* Page excerpt

[PATCH 07/21] drm/amdkfd: Clean up KFD_MMAP_ offset handling
Oded Gabbay
oded.gabbay at gmail.com
Fri May 11 08:52:50 UTC 2018
On Wed, Apr 11, 2018 at 12:33 AM, Felix Kuehling <Felix.Kuehling at amd.com> wrote:
> From: Harish Kasiviswanathan <Harish.Kasiviswanathan at amd.com>
>
> Use bit-rotate for better clarity and remove _MASK from the #defines as
> these represent mmap types.
>
> Centralize all the parsing of the mmap offset in kfd_mmap and add device
> parameter to doorbell and reserved_mem map functions.
>
> Encode gpu_id into upper bits of vm_pgoff. This frees up the lower bits
> for encoding the the doorbell ID on Vega10.
>
> Signed-off-by: Harish Kasiviswanathan <Harish.Kasiviswanathan at amd.com>
> Signed-off-by: Felix Kuehling <Felix.Kuehling at amd.com>
> ---
> drivers/gpu/drm/amd/amdkfd/kfd_chardev.c | 35 ++++++++++++++++++----------
> drivers/gpu/drm/amd/amdkfd/kfd_doorbell.c | 9 ++------
> drivers/gpu/drm/amd/amdkfd/kfd_events.c | 2 +-
> drivers/gpu/drm/amd/amdkfd/kfd_priv.h | 38 ++++++++++++++++++++++++-------
> drivers/gpu/drm/amd/amdkfd/kfd_process.c | 8 +++----
> 5 files changed, 59 insertions(+), 33 deletions(-)
>
> diff --git a/drivers/gpu/drm/amd/amdkfd/kfd_chardev.c b/drivers/gpu/drm/amd/amdkfd/kfd_chardev.c
> index b5e5f0e..f6b35f4 100644
> --- a/drivers/gpu/drm/amd/amdkfd/kfd_chardev.c
> +++ b/drivers/gpu/drm/amd/amdkfd/kfd_chardev.c
> @@ -292,7 +292,8 @@ static int kfd_ioctl_create_queue(struct file *filep, struct kfd_process *p,
>
>
> /* Return gpu_id as doorbell offset for mmap usage */
> - args->doorbell_offset = (KFD_MMAP_DOORBELL_MASK | args->gpu_id);
> + args->doorbell_offset = KFD_MMAP_TYPE_DOORBELL;
> + args->doorbell_offset |= KFD_MMAP_GPU_ID(args->gpu_id);
> args->doorbell_offset <<= PAGE_SHIFT;
>
> mutex_unlock(&p->mutex);
> @@ -1645,23 +1646,33 @@ static long kfd_ioctl(struct file *filep, unsigned int cmd, unsigned long arg)
> static int kfd_mmap(struct file *filp, struct vm_area_struct *vma)
> {
> struct kfd_process *process;
> + struct kfd_dev *dev = NULL;
> + unsigned long vm_pgoff;
> + unsigned int gpu_id;
>
> process = kfd_get_process(current);
> if (IS_ERR(process))

* Stored data
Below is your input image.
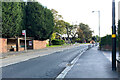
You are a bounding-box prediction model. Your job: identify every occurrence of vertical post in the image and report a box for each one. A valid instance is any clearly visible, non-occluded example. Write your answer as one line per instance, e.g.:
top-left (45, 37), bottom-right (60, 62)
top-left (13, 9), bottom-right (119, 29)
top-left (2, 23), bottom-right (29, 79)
top-left (112, 0), bottom-right (116, 71)
top-left (98, 11), bottom-right (101, 40)
top-left (25, 30), bottom-right (27, 51)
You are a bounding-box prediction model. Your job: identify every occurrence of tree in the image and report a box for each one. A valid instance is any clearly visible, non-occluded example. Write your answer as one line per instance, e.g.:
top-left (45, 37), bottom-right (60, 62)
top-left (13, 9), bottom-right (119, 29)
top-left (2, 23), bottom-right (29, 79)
top-left (26, 2), bottom-right (54, 40)
top-left (51, 9), bottom-right (66, 34)
top-left (78, 23), bottom-right (93, 41)
top-left (2, 2), bottom-right (25, 38)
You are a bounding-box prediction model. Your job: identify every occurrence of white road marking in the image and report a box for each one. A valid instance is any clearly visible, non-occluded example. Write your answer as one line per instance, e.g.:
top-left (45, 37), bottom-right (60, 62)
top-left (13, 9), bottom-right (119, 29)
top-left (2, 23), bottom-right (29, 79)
top-left (55, 47), bottom-right (88, 80)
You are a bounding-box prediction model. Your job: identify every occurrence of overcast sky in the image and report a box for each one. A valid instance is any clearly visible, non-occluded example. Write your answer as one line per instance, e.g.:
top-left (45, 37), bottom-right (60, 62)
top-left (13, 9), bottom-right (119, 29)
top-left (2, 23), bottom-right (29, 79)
top-left (37, 0), bottom-right (120, 36)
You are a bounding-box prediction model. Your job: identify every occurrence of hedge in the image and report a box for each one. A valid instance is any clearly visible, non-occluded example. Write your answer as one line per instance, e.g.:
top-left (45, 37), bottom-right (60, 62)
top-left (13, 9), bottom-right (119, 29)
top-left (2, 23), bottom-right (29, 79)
top-left (52, 39), bottom-right (65, 45)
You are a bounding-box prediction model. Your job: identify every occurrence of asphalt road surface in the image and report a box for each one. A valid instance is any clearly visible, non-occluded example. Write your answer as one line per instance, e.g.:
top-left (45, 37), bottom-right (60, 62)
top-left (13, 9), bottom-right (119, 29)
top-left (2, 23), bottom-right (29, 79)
top-left (2, 45), bottom-right (88, 78)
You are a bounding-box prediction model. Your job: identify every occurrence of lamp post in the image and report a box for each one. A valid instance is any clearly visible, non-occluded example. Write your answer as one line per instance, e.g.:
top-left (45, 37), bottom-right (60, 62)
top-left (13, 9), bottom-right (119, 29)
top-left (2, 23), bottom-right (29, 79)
top-left (112, 0), bottom-right (116, 71)
top-left (92, 11), bottom-right (100, 41)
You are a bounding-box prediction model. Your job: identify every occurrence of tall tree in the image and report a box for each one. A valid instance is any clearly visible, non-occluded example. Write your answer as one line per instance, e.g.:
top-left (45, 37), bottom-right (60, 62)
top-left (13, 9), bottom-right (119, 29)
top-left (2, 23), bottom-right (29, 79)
top-left (2, 2), bottom-right (25, 38)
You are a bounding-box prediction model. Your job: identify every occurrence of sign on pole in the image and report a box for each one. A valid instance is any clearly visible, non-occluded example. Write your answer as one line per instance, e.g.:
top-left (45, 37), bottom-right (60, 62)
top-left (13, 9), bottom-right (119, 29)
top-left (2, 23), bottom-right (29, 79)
top-left (118, 1), bottom-right (120, 20)
top-left (22, 30), bottom-right (27, 50)
top-left (22, 30), bottom-right (25, 35)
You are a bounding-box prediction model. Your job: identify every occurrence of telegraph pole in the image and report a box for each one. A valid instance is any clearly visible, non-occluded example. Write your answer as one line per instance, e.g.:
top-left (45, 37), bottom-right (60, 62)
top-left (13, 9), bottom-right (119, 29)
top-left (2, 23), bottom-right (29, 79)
top-left (112, 0), bottom-right (116, 71)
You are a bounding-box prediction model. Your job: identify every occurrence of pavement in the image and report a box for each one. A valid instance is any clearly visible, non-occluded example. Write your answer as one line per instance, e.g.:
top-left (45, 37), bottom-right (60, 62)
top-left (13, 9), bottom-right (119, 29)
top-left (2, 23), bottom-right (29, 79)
top-left (65, 47), bottom-right (120, 80)
top-left (0, 44), bottom-right (88, 67)
top-left (2, 45), bottom-right (88, 80)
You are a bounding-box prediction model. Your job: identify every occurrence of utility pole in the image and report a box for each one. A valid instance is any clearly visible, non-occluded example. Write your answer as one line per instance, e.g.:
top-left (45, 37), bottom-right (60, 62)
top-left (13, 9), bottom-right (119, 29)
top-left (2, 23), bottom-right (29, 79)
top-left (92, 11), bottom-right (100, 41)
top-left (112, 0), bottom-right (116, 71)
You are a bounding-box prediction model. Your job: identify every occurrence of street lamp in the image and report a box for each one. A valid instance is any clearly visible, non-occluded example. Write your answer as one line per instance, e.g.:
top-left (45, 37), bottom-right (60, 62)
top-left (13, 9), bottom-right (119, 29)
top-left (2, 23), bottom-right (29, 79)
top-left (112, 0), bottom-right (116, 71)
top-left (92, 11), bottom-right (100, 40)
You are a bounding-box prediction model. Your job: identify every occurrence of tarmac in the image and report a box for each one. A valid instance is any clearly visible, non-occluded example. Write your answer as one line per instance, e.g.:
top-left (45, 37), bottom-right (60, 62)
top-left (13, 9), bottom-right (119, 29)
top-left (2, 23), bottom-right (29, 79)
top-left (64, 47), bottom-right (120, 80)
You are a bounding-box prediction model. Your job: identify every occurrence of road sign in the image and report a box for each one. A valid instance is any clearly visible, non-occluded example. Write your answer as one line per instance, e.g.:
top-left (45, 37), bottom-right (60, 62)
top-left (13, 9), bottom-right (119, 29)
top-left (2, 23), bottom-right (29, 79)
top-left (22, 30), bottom-right (26, 35)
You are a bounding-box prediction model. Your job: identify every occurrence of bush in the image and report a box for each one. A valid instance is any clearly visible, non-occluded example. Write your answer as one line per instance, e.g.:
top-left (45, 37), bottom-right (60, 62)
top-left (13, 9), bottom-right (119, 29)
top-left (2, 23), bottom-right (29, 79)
top-left (52, 39), bottom-right (65, 45)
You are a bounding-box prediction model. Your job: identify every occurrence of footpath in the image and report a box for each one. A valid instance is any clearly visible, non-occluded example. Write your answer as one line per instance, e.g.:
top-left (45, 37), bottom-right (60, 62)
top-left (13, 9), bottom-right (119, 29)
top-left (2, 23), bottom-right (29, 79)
top-left (0, 44), bottom-right (87, 67)
top-left (64, 47), bottom-right (120, 80)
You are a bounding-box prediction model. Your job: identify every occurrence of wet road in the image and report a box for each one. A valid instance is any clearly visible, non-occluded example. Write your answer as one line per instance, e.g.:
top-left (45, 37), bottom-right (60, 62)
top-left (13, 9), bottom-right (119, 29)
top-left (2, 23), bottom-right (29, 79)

* Exercise
Resume the amdkfd mmap offset patch from its last line, continuing the kfd_mmap diff.

* Written response
> return PTR_ERR(process);
>
> - if ((vma->vm_pgoff & KFD_MMAP_DOORBELL_MASK) ==
> - KFD_MMAP_DOORBELL_MASK) {
> - vma->vm_pgoff = vma->vm_pgoff ^ KFD_MMAP_DOORBELL_MASK;
> - return kfd_doorbell_mmap(process, vma);
> - } else if ((vma->vm_pgoff & KFD_MMAP_EVENTS_MASK) ==
> - KFD_MMAP_EVENTS_MASK) {
> - vma->vm_pgoff = vma->vm_pgoff ^ KFD_MMAP_EVENTS_MASK;
> + vm_pgoff = vma->vm_pgoff;
> + vma->vm_pgoff = KFD_MMAP_OFFSET_VALUE_GET(vm_pgoff);
> + gpu_id = KFD_MMAP_GPU_ID_GET(vm_pgoff);
> + if (gpu_id)
> + dev = kfd_device_by_id(gpu_id);
> +
> + switch (vm_pgoff & KFD_MMAP_TYPE_MASK) {
> + case KFD_MMAP_TYPE_DOORBELL:
> + if (!dev)
> + return -ENODEV;
> + return kfd_doorbell_mmap(dev, process, vma);
> +
> + case KFD_MMAP_TYPE_EVENTS:
> return kfd_event_mmap(process, vma);
> - } else if ((vma->vm_pgoff & KFD_MMAP_RESERVED_MEM_MASK) ==
> - KFD_MMAP_RESERVED_MEM_MASK) {
> - vma->vm_pgoff = vma->vm_pgoff ^ KFD_MMAP_RESERVED_MEM_MASK;
> - return kfd_reserved_mem_mmap(process, vma);
> +
> + case KFD_MMAP_TYPE_RESERVED_MEM:
> + if (!dev)
> + return -ENODEV;
> + return kfd_reserved_mem_mmap(dev, process, vma);
> }
>
> return -EFAULT;
> diff --git a/drivers/gpu/drm/amd/amdkfd/kfd_doorbell.c b/drivers/gpu/drm/amd/amdkfd/kfd_doorbell.c
> index 4840314..efc59de 100644
> --- a/drivers/gpu/drm/amd/amdkfd/kfd_doorbell.c
> +++ b/drivers/gpu/drm/amd/amdkfd/kfd_doorbell.c
> @@ -126,15 +126,10 @@ void kfd_doorbell_fini(struct kfd_dev *kfd)
> iounmap(kfd->doorbell_kernel_ptr);
> }
>
> -int kfd_doorbell_mmap(struct kfd_process *process, struct vm_area_struct *vma)
> +int kfd_doorbell_mmap(struct kfd_dev *dev, struct kfd_process *process,
> + struct vm_area_struct *vma)
> {
> phys_addr_t address;
> - struct kfd_dev *dev;
> -
> - /* Find kfd device according to gpu id */
> - dev = kfd_device_by_id(vma->vm_pgoff);
> - if (!dev)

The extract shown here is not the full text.